» RECORDS FOR PROCESSING:
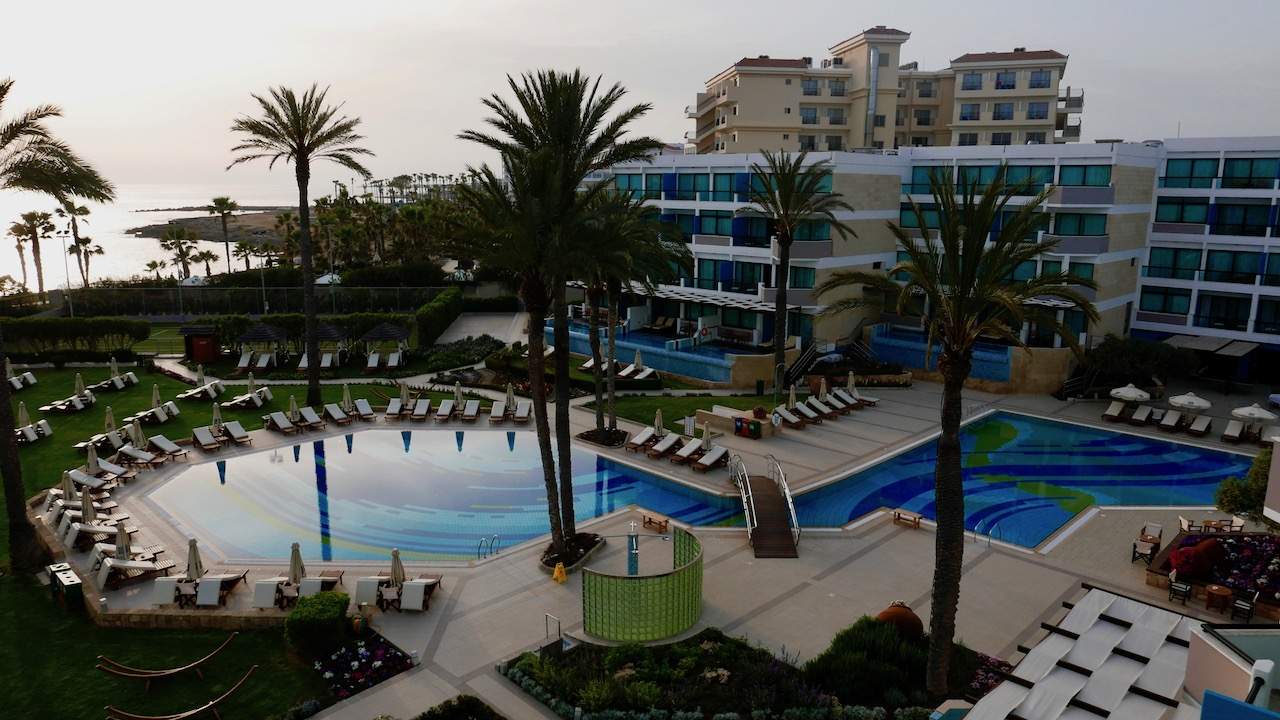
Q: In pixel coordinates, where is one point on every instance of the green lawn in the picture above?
(641, 408)
(49, 656)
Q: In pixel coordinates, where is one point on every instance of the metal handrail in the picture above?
(780, 478)
(737, 470)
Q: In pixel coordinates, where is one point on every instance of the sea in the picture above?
(126, 254)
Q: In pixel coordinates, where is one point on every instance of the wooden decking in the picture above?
(772, 536)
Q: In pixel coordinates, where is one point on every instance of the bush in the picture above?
(318, 624)
(435, 317)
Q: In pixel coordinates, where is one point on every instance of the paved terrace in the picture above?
(489, 611)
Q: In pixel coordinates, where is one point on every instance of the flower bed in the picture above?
(362, 664)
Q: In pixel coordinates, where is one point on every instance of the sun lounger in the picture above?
(310, 419)
(444, 411)
(471, 410)
(237, 432)
(1171, 420)
(789, 419)
(713, 458)
(336, 414)
(421, 409)
(641, 440)
(1141, 417)
(362, 410)
(522, 409)
(498, 413)
(1233, 431)
(663, 446)
(691, 450)
(1200, 425)
(167, 446)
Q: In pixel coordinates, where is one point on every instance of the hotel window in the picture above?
(1079, 223)
(1092, 176)
(1260, 173)
(803, 277)
(1169, 300)
(1182, 210)
(1173, 263)
(1189, 173)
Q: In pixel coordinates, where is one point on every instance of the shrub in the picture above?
(318, 624)
(438, 314)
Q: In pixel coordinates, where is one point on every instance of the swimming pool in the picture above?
(1025, 477)
(432, 493)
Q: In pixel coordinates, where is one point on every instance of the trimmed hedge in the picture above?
(435, 317)
(48, 335)
(318, 624)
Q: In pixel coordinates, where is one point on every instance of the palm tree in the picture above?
(300, 130)
(964, 278)
(205, 256)
(794, 196)
(182, 242)
(155, 267)
(225, 209)
(33, 227)
(561, 128)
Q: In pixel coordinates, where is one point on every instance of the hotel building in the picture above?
(860, 96)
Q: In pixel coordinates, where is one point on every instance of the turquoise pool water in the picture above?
(1024, 477)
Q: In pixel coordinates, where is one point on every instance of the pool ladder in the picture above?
(487, 547)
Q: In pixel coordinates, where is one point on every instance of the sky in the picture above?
(150, 89)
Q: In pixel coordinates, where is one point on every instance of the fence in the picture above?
(647, 607)
(169, 301)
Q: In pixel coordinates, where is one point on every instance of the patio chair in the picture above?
(1171, 420)
(444, 411)
(713, 458)
(1201, 425)
(640, 440)
(204, 437)
(1114, 413)
(279, 422)
(237, 432)
(421, 409)
(1141, 417)
(364, 410)
(663, 446)
(1233, 431)
(498, 413)
(393, 410)
(310, 419)
(336, 414)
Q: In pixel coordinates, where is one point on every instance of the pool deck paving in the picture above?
(488, 611)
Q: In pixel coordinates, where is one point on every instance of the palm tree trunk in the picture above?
(593, 296)
(309, 285)
(949, 540)
(613, 295)
(780, 306)
(563, 436)
(26, 555)
(535, 302)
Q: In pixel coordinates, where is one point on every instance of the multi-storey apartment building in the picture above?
(862, 96)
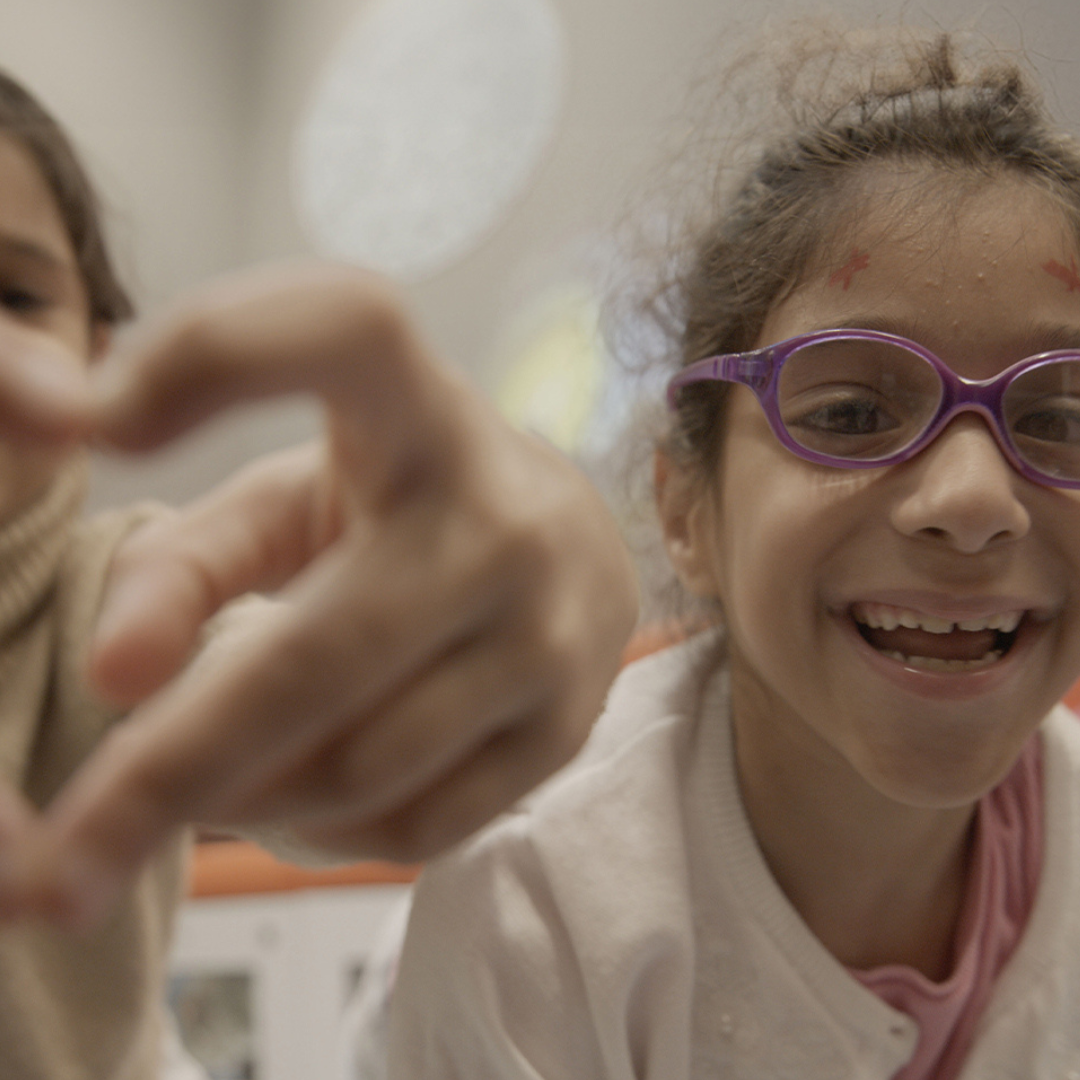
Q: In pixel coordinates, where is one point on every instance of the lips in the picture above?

» DO THIS:
The data above should be repeated exactly, minus any pictures.

» RESULT OF THE TASK:
Q: In pixel coordinates, where is one point on every instance of the green lawn in the picture above?
(641, 408)
(49, 656)
Q: In pixel coordinates, where is one point on every instance of the metal handrail in the picture above?
(780, 478)
(737, 470)
Q: In pixel coordinates, where is one point on every instance of the sea in the picture above?
(126, 254)
Q: In pixel coordinates, where is one point on every instance of the wooden decking in the picture above?
(772, 536)
Q: In pixel coordinates, where is one point on every instance of the bush in the picture above?
(318, 624)
(435, 317)
Q: In pixel coordinates, where is one point on every instance of the paved terrace in the picture above?
(489, 611)
Q: In pixel coordinates, where is one point on every instance of the flower bed in the picture above?
(362, 664)
Q: In pixel coordinates, where is one point on every instance of the sun lounger in the picture above?
(310, 419)
(444, 411)
(471, 410)
(237, 432)
(1171, 420)
(789, 419)
(713, 458)
(336, 414)
(421, 409)
(641, 440)
(1141, 417)
(362, 410)
(522, 409)
(498, 413)
(1233, 431)
(663, 446)
(691, 450)
(1200, 425)
(167, 446)
Q: In pixel coordinates, where is one point on every instance of the hotel window in the picture above?
(1079, 223)
(1092, 176)
(1260, 173)
(803, 277)
(1169, 300)
(1182, 210)
(1173, 263)
(1189, 173)
Q: In pixel coordinates, where is one point on every instance of the shrub in the picture above?
(318, 624)
(438, 314)
Q: In pixel coordinates, where is one point on every instance of the swimming pool in the picture above?
(1025, 477)
(432, 493)
Q: In pixel coordinates, where is one point on every instance of the trimmed hedge in the picture above?
(435, 317)
(48, 335)
(318, 624)
Q: In pixel coordinates, where is one point on every instance of the palm tree in the picture above?
(300, 130)
(964, 278)
(205, 256)
(794, 196)
(182, 242)
(155, 267)
(225, 209)
(33, 227)
(561, 128)
Q: In pixel coordinates, where is one point on every instance of the hotel building in the picture above?
(860, 96)
Q: In pixel coordinates, where is one point on every instance of the turquoise pool water in the picture above?
(1024, 477)
Q: In pixel coordinates, where is one point on every instance of the pool ladder in the picture above?
(487, 547)
Q: In pixel coordinates, where is one point on every instance of the sky in the picture above?
(150, 89)
Q: In pixel coordinates, where is one point on every instance of the fence in the picture above?
(647, 607)
(169, 301)
Q: In pixel coordinates, where is one point on every instance of the patio chair in the picture above?
(1171, 420)
(444, 411)
(713, 458)
(1201, 425)
(640, 440)
(204, 437)
(1114, 413)
(279, 422)
(237, 432)
(421, 409)
(1141, 417)
(364, 410)
(663, 446)
(1233, 431)
(498, 413)
(393, 410)
(310, 419)
(336, 414)
Q: In pixel coordinates, where is one point on every instance of the pool deck paving in the picture above?
(488, 611)
Q: In pixel coordinates, where is one point on every instance of the palm tree trunk in the picture above?
(593, 296)
(309, 285)
(949, 540)
(613, 295)
(780, 306)
(563, 436)
(26, 555)
(535, 302)
Q: In pixel coordinates, where is one point on every instance of the multi-storey apartment building in the picture above?
(862, 96)
Q: In pixel coordinates, where is one point on every instance of the lips in the picture above?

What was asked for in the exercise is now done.